> **Material for the task**:
──────────────────────────────

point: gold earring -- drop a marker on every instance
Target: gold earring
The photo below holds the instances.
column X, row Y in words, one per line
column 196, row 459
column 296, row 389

──────────────────────────────

> **Your assignment**:
Until the last line is reached, keep transcribing the data exactly.

> **Task response**:
point: gold earring -- drop a marker on every instance
Target: gold earring
The photo below holds the instances.
column X, row Y in words, one per line
column 196, row 459
column 296, row 389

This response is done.